Qué hay que hacer →
Filtra las líneas de abajo y copia todas las que contengan la palabra "trunk". Las mayúsculas y las minúsculas cuentan.

++++

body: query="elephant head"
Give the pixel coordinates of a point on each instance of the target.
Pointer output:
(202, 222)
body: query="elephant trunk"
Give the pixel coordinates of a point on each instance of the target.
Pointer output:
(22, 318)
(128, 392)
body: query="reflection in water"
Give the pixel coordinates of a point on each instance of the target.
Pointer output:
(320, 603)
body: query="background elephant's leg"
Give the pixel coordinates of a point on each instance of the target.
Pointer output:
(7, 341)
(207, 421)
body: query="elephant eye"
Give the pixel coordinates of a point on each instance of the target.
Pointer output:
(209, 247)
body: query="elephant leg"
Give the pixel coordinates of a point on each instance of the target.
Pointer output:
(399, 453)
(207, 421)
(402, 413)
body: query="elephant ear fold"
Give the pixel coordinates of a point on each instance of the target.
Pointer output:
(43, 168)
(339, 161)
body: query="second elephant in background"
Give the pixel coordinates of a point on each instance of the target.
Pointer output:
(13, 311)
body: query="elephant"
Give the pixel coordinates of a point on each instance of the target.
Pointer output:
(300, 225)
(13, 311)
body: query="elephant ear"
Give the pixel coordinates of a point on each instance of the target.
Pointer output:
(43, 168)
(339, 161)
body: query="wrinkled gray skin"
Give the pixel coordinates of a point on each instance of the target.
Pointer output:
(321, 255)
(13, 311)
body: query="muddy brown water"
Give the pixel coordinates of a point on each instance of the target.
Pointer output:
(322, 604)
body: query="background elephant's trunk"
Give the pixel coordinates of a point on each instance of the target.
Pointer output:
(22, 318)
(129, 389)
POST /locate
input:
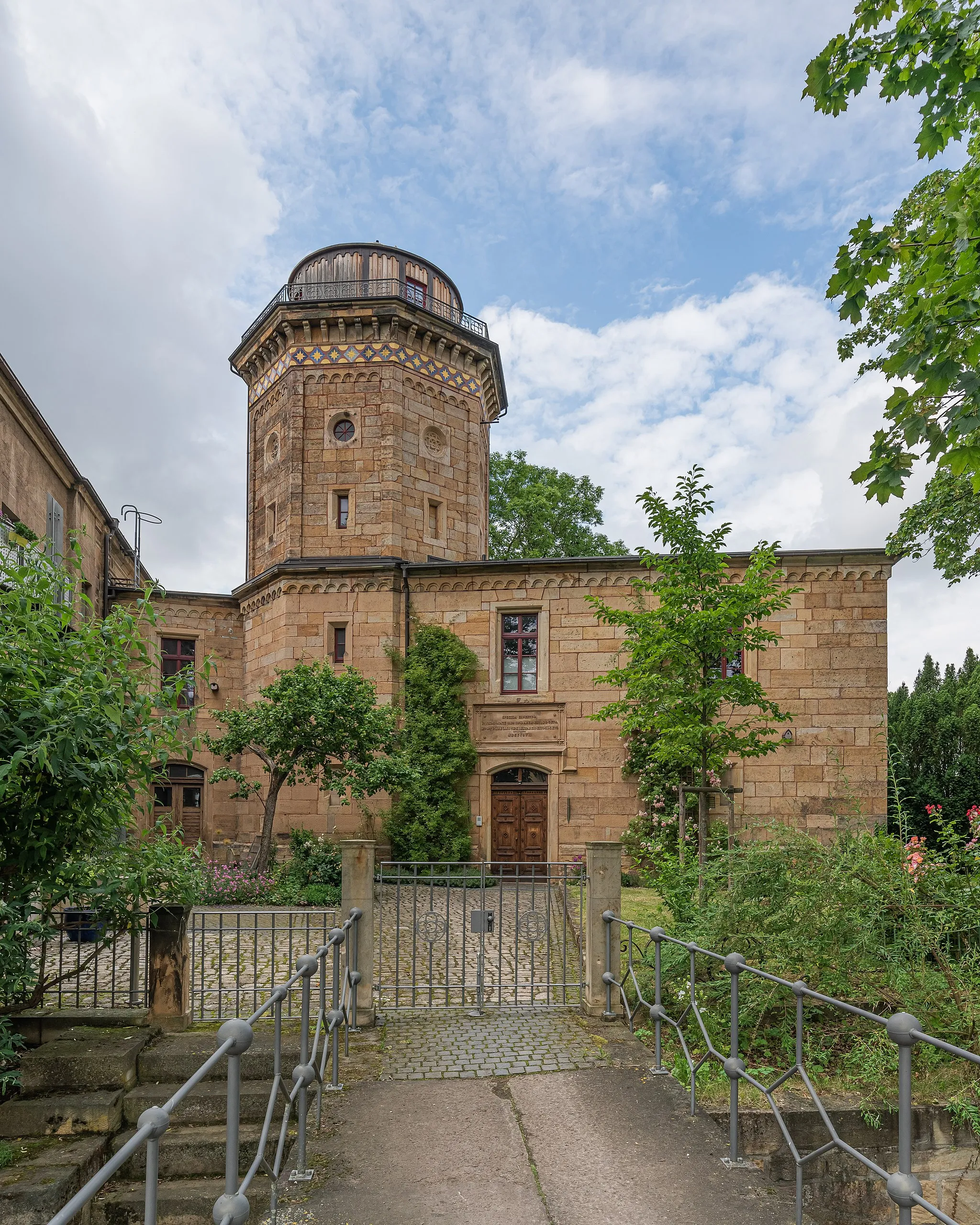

++++

Cómo se resuelve →
body: query="elephant trunk"
body: query="background elephant's trunk"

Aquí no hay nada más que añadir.